Records drawn from a dataset
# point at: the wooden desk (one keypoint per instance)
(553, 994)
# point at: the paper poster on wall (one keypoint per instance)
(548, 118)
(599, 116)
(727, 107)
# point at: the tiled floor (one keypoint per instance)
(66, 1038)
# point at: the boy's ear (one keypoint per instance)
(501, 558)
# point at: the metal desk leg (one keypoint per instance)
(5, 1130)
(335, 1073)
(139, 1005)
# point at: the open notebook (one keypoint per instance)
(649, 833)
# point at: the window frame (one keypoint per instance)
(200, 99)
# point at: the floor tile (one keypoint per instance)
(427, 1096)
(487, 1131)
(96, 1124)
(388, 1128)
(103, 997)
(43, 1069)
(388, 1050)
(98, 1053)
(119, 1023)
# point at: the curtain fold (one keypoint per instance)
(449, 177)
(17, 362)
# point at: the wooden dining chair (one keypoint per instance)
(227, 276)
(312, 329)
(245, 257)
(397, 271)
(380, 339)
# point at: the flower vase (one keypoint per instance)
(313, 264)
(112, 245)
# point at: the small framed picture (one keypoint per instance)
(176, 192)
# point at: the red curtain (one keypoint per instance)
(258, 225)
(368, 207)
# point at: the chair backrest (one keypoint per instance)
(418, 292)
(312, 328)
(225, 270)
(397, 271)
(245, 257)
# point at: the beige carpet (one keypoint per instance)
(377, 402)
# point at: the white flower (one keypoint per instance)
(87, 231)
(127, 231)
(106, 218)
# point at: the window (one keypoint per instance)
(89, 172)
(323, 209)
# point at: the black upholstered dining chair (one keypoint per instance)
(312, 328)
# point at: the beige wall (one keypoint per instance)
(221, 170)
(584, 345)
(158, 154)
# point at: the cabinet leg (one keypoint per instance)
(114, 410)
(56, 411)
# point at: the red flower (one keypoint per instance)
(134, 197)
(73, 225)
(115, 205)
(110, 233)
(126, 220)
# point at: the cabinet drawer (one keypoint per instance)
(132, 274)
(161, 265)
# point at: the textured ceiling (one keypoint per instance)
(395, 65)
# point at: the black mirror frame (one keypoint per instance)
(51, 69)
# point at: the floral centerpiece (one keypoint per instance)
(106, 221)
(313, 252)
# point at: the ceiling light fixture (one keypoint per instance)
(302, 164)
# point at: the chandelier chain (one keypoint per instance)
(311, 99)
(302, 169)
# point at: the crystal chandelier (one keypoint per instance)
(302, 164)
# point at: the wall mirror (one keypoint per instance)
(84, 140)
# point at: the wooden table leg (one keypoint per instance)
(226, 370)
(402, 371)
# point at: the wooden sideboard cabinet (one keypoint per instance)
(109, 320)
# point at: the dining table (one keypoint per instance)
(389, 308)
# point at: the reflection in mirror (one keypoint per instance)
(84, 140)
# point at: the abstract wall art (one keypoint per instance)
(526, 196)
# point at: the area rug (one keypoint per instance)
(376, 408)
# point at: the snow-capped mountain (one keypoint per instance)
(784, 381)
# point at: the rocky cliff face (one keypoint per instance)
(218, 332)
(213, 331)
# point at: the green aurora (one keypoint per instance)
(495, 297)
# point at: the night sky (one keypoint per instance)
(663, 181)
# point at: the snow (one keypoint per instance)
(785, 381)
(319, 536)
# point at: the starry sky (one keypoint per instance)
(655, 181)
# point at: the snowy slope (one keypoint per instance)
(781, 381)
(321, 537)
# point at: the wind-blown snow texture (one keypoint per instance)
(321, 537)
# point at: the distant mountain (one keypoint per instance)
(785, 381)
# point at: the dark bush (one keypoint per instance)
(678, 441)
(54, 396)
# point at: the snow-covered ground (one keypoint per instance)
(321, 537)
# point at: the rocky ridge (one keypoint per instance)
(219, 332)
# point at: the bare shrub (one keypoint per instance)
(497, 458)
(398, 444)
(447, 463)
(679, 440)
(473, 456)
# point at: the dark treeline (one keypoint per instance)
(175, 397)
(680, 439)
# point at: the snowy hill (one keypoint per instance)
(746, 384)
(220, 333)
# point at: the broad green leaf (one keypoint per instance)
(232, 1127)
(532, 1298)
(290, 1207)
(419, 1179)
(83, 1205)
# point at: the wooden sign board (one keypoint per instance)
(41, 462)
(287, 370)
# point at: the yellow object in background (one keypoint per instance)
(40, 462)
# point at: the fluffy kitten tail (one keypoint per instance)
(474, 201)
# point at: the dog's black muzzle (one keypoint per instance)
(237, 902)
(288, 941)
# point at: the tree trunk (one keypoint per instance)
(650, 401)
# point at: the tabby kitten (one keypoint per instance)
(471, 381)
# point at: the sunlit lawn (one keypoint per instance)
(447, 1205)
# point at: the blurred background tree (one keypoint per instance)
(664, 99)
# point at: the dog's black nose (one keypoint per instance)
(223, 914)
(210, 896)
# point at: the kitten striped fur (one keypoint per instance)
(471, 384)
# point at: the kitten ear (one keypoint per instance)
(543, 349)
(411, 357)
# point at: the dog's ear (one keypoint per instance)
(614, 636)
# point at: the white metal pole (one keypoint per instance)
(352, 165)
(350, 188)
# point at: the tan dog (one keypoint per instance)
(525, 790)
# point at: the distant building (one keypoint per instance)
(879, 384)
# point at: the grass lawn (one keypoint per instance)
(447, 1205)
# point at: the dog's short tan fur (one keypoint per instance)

What the task asks ::
Extract the entries above verbatim.

Task response ::
# point at: the wooden desk (one keypoint per instance)
(553, 994)
# point at: the paper poster on wall (one keypoint per instance)
(548, 118)
(599, 116)
(727, 107)
# point at: the tiled floor (one keypoint per instance)
(66, 1038)
# point at: the boy's ear (one keypoint per instance)
(501, 558)
# point at: the metal desk leg (one keypoint per instance)
(5, 1130)
(335, 1073)
(139, 1005)
# point at: the open notebook (one keypoint per instance)
(649, 833)
# point at: the window frame (one keypoint per instance)
(200, 99)
# point at: the floor tile (one keypoint per instance)
(427, 1096)
(487, 1131)
(96, 1124)
(388, 1128)
(103, 997)
(43, 1069)
(388, 1050)
(98, 1053)
(119, 1023)
# point at: the curtain fold (one keypoint per instance)
(449, 177)
(17, 362)
# point at: the wooden dining chair (one keypoint per instance)
(227, 276)
(312, 329)
(245, 257)
(397, 271)
(380, 339)
# point at: the flower vase (one keypoint per instance)
(313, 264)
(112, 245)
# point at: the small framed picture (one keypoint per instance)
(176, 192)
# point at: the red curtain (one keypoint per instance)
(258, 225)
(368, 207)
# point at: the chair backrest (one keypoint per instance)
(418, 292)
(312, 328)
(225, 270)
(397, 271)
(245, 257)
# point at: the beige carpet (one keypoint per instance)
(377, 402)
# point at: the white flower (one keypoint per instance)
(87, 231)
(127, 231)
(106, 218)
# point at: the window (one keypoint per instance)
(89, 172)
(323, 209)
# point at: the black upholstered dining chair (one keypoint per instance)
(312, 328)
# point at: the beige wall (one keypoint per instance)
(221, 170)
(584, 345)
(158, 154)
# point at: the cabinet leg (one keypoint per instance)
(114, 410)
(56, 411)
# point at: the red flower (one keypoint per instance)
(134, 197)
(73, 225)
(115, 205)
(110, 233)
(126, 220)
# point at: the cabinet drawer (one keypoint per instance)
(132, 274)
(161, 265)
# point at: the textured ceiling (one keypoint per instance)
(395, 65)
# point at: the black mirror frame (one keypoint per instance)
(51, 69)
# point at: the floral centerpiece (one keypoint per instance)
(106, 221)
(313, 252)
# point at: the ceiling light fixture (one keypoint per instance)
(302, 164)
# point at: the chandelier chain (one keypoint per instance)
(311, 99)
(302, 169)
# point at: the crystal chandelier (one keypoint per instance)
(302, 164)
# point at: the wall mirror (one keypoint per instance)
(84, 140)
# point at: the wooden table leg (one keypoint per instance)
(226, 370)
(402, 371)
# point at: the wooden sideboard cabinet (one keypoint per instance)
(109, 320)
# point at: the dining table (one keypoint per instance)
(389, 308)
# point at: the reflection in mirror (one keypoint per instance)
(84, 140)
# point at: the abstract wall art (one keypoint per instance)
(526, 196)
# point at: the area rug (one keypoint per instance)
(376, 408)
# point at: the snow-capped mountain (one keypoint per instance)
(784, 381)
# point at: the rocky cliff face (one keypoint per instance)
(218, 332)
(213, 331)
# point at: the green aurora (one keypoint per instance)
(495, 297)
# point at: the night sky (one keypoint per instance)
(663, 181)
# point at: the snow (one keypoint per instance)
(785, 381)
(319, 536)
# point at: the starry sky (one keypoint per instance)
(655, 181)
# point at: the snowy slope (one keypoint per instance)
(781, 381)
(321, 537)
# point at: the wind-blown snow texture (one keypoint per instance)
(321, 537)
# point at: the distant mountain (one keypoint per instance)
(785, 381)
# point at: the dark bush (one keypoint per instance)
(678, 441)
(54, 396)
# point at: the snow-covered ground (one keypoint per instance)
(321, 537)
# point at: the rocky ridge (one keypoint per instance)
(219, 332)
# point at: the bare shrub (one keypoint per instance)
(497, 458)
(398, 444)
(447, 463)
(679, 440)
(473, 456)
# point at: the dark treeline (one keypoint per instance)
(175, 397)
(680, 439)
# point at: the snowy hill (one keypoint per instance)
(746, 384)
(220, 333)
# point at: the broad green leaf (one keypoint per instance)
(232, 1127)
(532, 1298)
(290, 1207)
(419, 1179)
(83, 1205)
# point at: the wooden sign board (one keypoint per instance)
(41, 462)
(287, 370)
# point at: the yellow object in background (one keypoint per instance)
(40, 462)
# point at: the fluffy kitten tail (one keypoint per instance)
(474, 201)
# point at: the dog's black muzzle (one keypoint per instance)
(237, 902)
(288, 941)
# point at: the tree trunk (one keypoint per instance)
(650, 401)
# point at: the tabby kitten (one keypoint per instance)
(471, 381)
# point at: the sunlit lawn (one keypoint per instance)
(447, 1205)
# point at: the blurred background tree (one keypoint per instance)
(664, 99)
# point at: the dog's black nose (one keypoint per instance)
(223, 914)
(210, 896)
# point at: the kitten striped fur (one keypoint per instance)
(471, 384)
# point at: the kitten ear (one keypoint per instance)
(543, 349)
(411, 357)
# point at: the dog's ear (one keypoint per instance)
(614, 636)
# point at: the white metal pole (one keypoint per instance)
(352, 165)
(350, 188)
# point at: the tan dog (one keypoint per instance)
(525, 790)
# point at: the distant building (one keypoint per instance)
(879, 384)
# point at: the grass lawn (one keypoint per instance)
(447, 1205)
# point at: the dog's short tan fur (one keypoint per instance)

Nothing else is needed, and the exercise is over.